**PROVIDED PASSAGE:**
○ ○ ○
During his youth, the boy was rumored to have fathered several children with Arianna Carter and Caroline Branham, two of Washington’s slaves at his family home of Mount Vernon, Amanda Hoover reports for the Christian Science Monitor. While history books have downplayed this for centuries, the National Park Service and the nonprofit organization that runs Mount Vernon have decided to finally acknowledge these rumors as fact.

"There is no more pushing this history to the side," Matthew Penrod, a National Park Service ranger and programs manager at the Arlington House estate, which belonged to the Washingtons, tells Barakat.

Parke Custis had a complicated family tree. Not only did he father children with several of Washington’s slaves, but his own son-in-law was Robert E. Lee, Sarah Pruitt reports for History.com. In fact, Lee once lived at Arlington House after it was given to him by Parke Custis, who built it as a kind of shrine to Washington. For years, tour guides at the site were instructed to gloss over this aspect of life at Arlington House. However, the site’s administrators recently decided that it was time to be up front about this part of Washington’s legacy.
○ ○ ○
Lines of data:

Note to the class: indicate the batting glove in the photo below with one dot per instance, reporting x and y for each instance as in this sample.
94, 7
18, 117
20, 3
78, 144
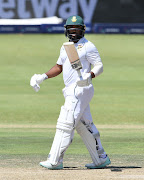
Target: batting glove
87, 80
36, 80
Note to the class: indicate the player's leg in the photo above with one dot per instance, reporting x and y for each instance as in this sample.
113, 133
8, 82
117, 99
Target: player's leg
64, 135
88, 123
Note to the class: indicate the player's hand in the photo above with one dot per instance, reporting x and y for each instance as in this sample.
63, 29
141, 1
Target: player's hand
36, 80
87, 79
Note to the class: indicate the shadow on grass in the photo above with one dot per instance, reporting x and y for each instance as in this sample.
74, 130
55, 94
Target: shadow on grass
112, 168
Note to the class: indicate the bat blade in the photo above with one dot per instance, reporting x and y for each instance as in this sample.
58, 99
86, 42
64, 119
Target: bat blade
72, 55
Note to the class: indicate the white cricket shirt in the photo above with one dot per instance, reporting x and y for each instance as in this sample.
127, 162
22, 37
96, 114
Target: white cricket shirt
88, 55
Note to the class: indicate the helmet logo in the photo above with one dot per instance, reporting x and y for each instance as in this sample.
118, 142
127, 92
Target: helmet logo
74, 19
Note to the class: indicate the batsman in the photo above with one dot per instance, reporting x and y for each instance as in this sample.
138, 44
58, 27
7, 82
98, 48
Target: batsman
80, 62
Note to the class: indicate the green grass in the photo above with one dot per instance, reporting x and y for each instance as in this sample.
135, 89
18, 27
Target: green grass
118, 99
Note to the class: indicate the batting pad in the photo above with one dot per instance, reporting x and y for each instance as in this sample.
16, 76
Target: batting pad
89, 141
63, 137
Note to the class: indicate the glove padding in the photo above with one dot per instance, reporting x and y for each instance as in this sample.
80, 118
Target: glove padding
36, 80
87, 80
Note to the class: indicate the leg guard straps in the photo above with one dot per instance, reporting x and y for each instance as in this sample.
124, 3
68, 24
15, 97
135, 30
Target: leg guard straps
63, 137
89, 141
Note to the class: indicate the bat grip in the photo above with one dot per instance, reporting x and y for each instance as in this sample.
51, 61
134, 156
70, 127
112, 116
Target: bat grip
79, 74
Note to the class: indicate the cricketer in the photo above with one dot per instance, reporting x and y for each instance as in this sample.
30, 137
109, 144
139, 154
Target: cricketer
78, 92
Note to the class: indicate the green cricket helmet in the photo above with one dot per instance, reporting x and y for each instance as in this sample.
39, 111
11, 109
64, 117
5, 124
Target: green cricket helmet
74, 28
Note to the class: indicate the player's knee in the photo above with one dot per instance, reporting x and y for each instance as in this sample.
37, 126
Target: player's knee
○ ○ ○
**GOAL:** Retype the whole passage above about Parke Custis and Arlington House, word for word.

**FULL ANSWER:**
During his youth, the boy was rumored to have fathered several children with Arianna Carter and Caroline Branham, two of Washington’s slaves at his family home of Mount Vernon, Amanda Hoover reports for the Christian Science Monitor. While history books have downplayed this for centuries, the National Park Service and the nonprofit organization that runs Mount Vernon have decided to finally acknowledge these rumors as fact.

"There is no more pushing this history to the side," Matthew Penrod, a National Park Service ranger and programs manager at the Arlington House estate, which belonged to the Washingtons, tells Barakat.

Parke Custis had a complicated family tree. Not only did he father children with several of Washington’s slaves, but his own son-in-law was Robert E. Lee, Sarah Pruitt reports for History.com. In fact, Lee once lived at Arlington House after it was given to him by Parke Custis, who built it as a kind of shrine to Washington. For years, tour guides at the site were instructed to gloss over this aspect of life at Arlington House. However, the site’s administrators recently decided that it was time to be up front about this part of Washington’s legacy.